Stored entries
--------------------------------------------------

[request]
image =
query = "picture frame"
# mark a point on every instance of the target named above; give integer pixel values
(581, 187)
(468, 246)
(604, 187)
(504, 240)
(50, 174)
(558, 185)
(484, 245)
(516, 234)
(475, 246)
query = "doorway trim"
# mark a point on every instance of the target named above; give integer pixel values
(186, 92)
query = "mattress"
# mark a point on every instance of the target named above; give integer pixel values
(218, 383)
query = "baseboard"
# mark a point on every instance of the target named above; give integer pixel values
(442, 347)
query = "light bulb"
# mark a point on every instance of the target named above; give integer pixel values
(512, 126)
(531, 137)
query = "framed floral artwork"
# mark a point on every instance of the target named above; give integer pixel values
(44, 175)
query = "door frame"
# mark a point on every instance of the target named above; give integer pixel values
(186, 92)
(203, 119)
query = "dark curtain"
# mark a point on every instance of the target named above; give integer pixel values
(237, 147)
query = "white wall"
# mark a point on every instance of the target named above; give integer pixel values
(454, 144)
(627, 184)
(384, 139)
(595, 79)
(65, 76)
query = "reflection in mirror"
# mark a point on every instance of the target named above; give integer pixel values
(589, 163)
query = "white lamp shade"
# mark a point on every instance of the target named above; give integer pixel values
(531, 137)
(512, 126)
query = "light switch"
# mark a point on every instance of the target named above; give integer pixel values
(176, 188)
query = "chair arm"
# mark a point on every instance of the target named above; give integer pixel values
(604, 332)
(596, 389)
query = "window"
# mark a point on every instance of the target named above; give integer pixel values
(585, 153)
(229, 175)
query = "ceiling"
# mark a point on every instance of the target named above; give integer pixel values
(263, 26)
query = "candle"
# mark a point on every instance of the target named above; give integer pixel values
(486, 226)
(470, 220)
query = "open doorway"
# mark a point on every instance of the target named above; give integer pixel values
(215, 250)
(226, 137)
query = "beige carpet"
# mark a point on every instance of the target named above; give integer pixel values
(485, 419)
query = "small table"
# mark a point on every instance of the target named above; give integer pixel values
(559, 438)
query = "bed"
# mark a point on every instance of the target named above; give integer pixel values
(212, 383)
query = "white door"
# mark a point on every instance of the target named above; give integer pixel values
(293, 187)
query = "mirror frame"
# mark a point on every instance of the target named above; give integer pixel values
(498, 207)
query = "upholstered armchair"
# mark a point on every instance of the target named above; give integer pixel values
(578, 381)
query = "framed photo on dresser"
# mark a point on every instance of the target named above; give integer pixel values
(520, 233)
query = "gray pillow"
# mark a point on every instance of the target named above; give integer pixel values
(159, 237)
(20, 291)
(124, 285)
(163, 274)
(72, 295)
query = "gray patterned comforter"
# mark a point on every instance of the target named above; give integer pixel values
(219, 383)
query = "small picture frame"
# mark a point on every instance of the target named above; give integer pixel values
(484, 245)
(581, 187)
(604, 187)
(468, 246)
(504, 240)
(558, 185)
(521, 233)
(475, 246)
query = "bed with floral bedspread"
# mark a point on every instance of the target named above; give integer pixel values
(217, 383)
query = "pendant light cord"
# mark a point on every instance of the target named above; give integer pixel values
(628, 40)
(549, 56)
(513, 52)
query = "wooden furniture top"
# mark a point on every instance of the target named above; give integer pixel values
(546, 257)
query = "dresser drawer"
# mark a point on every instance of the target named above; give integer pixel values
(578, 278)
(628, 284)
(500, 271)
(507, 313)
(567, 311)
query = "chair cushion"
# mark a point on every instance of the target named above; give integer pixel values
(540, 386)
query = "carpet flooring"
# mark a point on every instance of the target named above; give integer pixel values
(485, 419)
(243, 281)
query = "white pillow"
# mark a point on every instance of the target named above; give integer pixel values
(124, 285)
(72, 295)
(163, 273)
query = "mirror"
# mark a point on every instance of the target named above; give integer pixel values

--------------------------------------------------

§ **Objective**:
Copy out each record exactly as given, omitting none.

§ **Complete response**:
[request]
image =
query = "picture frame"
# mark a point on every instance of the target named above; give integer pixel values
(581, 187)
(468, 246)
(604, 187)
(504, 240)
(50, 174)
(558, 185)
(484, 245)
(516, 234)
(475, 246)
query = "doorway trim"
# mark a point on every instance of the target named above; give integer pixel values
(186, 92)
query = "mattress"
# mark a point on every instance of the target named above; give integer pixel values
(218, 383)
query = "baseboard"
# mark a point on every instance of the target named above; give integer pixel values
(442, 347)
query = "light bulb"
# mark a point on every instance of the target named above; give integer pixel values
(512, 126)
(531, 137)
query = "framed floral artwork"
# mark a point on every instance of the target named above; give integer pixel values
(44, 175)
query = "door frame"
# mark a point on every instance of the target named above; give integer pixel values
(186, 92)
(203, 119)
query = "dark curtain"
# mark a point on every instance of the target named above; give integer pixel values
(237, 147)
query = "white wall"
# mark a point on every instance of the target named above; give integer pixel values
(454, 144)
(627, 184)
(384, 139)
(595, 79)
(65, 76)
query = "reflection in mirror"
# mark a point on every instance of the target named above; give integer pixel values
(589, 163)
query = "white lamp shade"
# mark a point on every instance of the target named above; give integer pixel values
(531, 137)
(512, 126)
query = "light switch"
# mark a point on every instance of the target named above; give integer pixel values
(176, 188)
query = "chair arm"
# mark a point on every instance of the target named above; give integer pixel values
(604, 332)
(596, 389)
query = "window"
# mark a point on every instance of the target named above; give integer pixel values
(585, 153)
(229, 175)
query = "ceiling"
# mark a point on every instance of the target named above; give integer pixel values
(263, 26)
query = "candle"
# mark a point on every instance of the target named above; give integer pixel values
(486, 226)
(470, 220)
query = "open doorway"
# mark a point on every instance of the target named above; give integer pixel values
(215, 250)
(226, 137)
query = "beige carpet"
# mark a point on every instance of the target named above; give integer pixel values
(485, 419)
query = "small table"
# mark a point on every instance of the target named above; give integer pixel values
(559, 438)
query = "bed"
# mark a point on every instance of the target named above; give integer pixel values
(212, 383)
query = "white door"
# mark a point on every instance of the target named above; give integer pixel values
(293, 187)
query = "mirror frame"
# mark a point on every instance of the target named above; give integer pixel values
(498, 207)
query = "upholstered armchair"
# mark a point on every instance of the target named above; give integer pixel values
(578, 381)
query = "framed photo on dresser"
# mark a point on every instance of the target named above; give integer pixel values
(520, 233)
query = "gray pillow"
# mark a point on every instance of the target named above; give integer pixel values
(159, 237)
(20, 291)
(124, 285)
(163, 274)
(72, 295)
query = "gray patterned comforter"
# mark a point on every instance of the target named above; give integer pixel values
(219, 383)
query = "small picture frame"
# mark a point on every instance of the target named above; give integer pixel values
(484, 245)
(581, 187)
(604, 187)
(468, 246)
(504, 240)
(558, 185)
(521, 233)
(475, 246)
query = "bed with floral bedspread"
# mark a point on every instance of the target named above; give integer pixel values
(217, 383)
query = "pendant light cord"
# mark a point on every instance of the target named above; give integer pixel values
(628, 40)
(549, 56)
(513, 52)
query = "wooden furniture top"
# mark a point on every instance of the target named above; give integer pixel values
(546, 257)
query = "dresser drawer"
# mark a point on every instance of the target named above; give integer pixel values
(578, 278)
(628, 284)
(500, 271)
(507, 313)
(567, 311)
query = "chair cushion"
# mark a point on every instance of the target named above; give integer pixel values
(540, 386)
query = "carpet flooring"
# mark a point on every instance of the target named above; give integer pixel values
(485, 419)
(243, 281)
query = "white pillow"
# mark a point on every instance of the target named above; give integer pixel values
(124, 285)
(72, 295)
(163, 273)
query = "mirror"
# mark a point on every instance of the target named above; give integer pixel values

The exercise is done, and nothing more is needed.